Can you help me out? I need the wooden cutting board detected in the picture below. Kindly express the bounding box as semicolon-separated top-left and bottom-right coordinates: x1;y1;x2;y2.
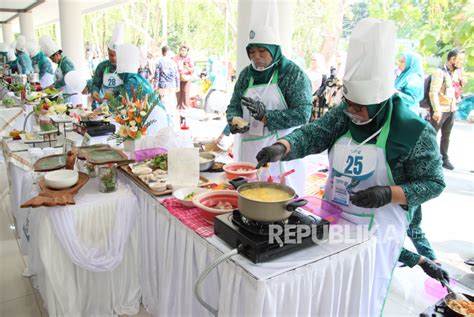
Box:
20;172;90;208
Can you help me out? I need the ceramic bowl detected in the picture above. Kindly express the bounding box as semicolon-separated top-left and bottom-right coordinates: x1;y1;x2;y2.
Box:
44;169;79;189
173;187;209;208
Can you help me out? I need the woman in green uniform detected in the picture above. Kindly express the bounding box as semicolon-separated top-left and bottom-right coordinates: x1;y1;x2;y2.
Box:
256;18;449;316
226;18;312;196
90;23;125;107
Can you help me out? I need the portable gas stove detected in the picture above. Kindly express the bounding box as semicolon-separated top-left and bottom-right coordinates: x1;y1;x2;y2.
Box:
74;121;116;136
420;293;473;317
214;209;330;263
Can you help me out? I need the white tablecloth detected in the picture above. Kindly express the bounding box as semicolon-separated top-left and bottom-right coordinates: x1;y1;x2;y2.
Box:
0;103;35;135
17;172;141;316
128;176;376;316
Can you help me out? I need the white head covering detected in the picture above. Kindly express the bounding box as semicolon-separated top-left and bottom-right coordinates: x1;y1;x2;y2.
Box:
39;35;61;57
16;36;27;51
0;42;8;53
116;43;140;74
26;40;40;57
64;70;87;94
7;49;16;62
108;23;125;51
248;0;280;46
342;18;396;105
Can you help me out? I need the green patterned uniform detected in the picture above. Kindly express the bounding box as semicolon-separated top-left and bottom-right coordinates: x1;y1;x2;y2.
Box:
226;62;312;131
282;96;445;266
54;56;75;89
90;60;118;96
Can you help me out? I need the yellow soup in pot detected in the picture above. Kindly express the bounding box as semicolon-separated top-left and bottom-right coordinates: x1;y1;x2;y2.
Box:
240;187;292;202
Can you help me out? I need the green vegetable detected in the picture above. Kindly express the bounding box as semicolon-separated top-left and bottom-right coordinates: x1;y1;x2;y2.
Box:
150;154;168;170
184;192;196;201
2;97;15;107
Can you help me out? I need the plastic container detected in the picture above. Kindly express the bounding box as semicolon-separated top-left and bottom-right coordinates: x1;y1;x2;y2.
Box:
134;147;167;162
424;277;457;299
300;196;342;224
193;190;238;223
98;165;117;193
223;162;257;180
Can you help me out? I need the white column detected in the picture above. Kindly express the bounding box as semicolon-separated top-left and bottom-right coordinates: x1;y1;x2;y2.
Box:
────
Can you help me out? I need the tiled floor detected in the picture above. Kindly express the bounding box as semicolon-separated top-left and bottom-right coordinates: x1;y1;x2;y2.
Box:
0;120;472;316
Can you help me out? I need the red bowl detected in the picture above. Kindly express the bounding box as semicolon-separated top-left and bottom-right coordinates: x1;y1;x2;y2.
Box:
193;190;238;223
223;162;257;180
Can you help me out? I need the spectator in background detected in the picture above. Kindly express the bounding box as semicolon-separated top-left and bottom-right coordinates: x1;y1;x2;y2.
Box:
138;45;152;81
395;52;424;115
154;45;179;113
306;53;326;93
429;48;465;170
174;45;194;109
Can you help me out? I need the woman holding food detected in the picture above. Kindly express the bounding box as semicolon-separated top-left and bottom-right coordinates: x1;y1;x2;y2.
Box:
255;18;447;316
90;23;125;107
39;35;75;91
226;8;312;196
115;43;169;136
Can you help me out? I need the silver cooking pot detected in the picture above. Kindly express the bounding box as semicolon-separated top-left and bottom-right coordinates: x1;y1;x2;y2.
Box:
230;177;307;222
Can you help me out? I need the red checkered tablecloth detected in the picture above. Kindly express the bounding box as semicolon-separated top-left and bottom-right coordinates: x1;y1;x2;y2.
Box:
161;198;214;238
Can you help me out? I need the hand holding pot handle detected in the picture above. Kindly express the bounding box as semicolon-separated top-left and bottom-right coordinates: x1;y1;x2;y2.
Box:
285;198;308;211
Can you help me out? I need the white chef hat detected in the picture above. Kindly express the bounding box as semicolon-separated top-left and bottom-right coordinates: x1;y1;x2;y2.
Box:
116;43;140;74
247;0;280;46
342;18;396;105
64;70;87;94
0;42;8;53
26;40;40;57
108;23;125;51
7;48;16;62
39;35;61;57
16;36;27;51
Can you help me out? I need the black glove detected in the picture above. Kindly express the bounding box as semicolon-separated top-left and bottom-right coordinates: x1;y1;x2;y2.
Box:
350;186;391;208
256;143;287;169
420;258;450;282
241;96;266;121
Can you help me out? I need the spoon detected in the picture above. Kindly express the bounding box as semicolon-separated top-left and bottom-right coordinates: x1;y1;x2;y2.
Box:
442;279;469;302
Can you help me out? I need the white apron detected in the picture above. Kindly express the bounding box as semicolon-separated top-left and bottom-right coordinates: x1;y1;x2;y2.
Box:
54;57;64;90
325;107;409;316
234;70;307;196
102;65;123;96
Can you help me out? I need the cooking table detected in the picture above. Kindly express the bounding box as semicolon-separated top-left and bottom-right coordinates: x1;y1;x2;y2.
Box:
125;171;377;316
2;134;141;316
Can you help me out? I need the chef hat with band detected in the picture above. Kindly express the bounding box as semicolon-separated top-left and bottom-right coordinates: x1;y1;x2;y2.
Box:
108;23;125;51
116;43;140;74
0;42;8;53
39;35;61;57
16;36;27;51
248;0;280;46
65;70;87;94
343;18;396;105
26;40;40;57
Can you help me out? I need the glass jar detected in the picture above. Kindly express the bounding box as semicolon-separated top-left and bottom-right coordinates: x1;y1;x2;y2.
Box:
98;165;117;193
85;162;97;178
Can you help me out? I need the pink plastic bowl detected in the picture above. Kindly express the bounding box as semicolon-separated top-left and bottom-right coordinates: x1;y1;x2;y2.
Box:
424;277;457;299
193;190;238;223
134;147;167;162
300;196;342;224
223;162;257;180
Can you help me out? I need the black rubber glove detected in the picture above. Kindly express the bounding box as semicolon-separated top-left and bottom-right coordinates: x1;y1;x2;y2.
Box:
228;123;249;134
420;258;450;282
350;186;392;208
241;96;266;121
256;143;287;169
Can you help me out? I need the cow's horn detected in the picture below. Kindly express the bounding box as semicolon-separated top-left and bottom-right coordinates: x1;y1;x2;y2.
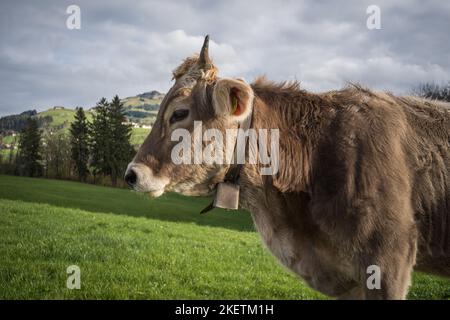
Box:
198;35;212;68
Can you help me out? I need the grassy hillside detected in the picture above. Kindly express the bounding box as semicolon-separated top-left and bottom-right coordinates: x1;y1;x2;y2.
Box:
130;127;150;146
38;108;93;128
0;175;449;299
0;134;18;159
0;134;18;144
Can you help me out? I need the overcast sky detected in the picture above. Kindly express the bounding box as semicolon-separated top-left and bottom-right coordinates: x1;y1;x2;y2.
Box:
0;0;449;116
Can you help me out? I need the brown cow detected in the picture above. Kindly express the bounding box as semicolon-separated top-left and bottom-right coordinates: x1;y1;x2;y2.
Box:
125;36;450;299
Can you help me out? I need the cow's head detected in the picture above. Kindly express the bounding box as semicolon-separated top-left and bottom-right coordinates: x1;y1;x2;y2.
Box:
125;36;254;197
────
WHAT TO WORK ON → Taking the entries above, copy word for word the lines from the one with "Can you help me out? I need the wooden" up to and including the one with "Can you help me out? I need the white tablecloth", without any picture.

THE ANSWER →
Can you help me out? I need the wooden cutting board detected in the picture below. Kindly express the bounding box as semicolon-separated top-left and bottom-right coordinates: x1;y1;x2;y2.
Box:
20;172;90;208
Can you help me out? I need the ceramic bowl detected in the picture above. Kindly express the bounding box as semicolon-separated top-left and bottom-right coordinates: x1;y1;x2;y2.
Box:
44;169;79;189
173;187;209;208
Can you help me out? I need the woman in green uniform detected in the picture above. Kindly express the bounding box as semicolon-separated top-left and bottom-right coordinates: x1;y1;x2;y2.
Box:
256;18;449;316
226;18;312;196
90;23;125;107
Can you help me out? I need the portable gas stove detected in the picture above. Kindly express the bounding box as semicolon-separated top-left and bottom-right coordinates: x1;y1;x2;y2.
Box:
74;121;116;136
420;293;473;317
214;209;330;263
Can you help me out? I need the white tablecloth detected in the picture above. Kindly express the bounding box as semicolon-separated top-left and bottom-right coordinates: x1;y1;x2;y2.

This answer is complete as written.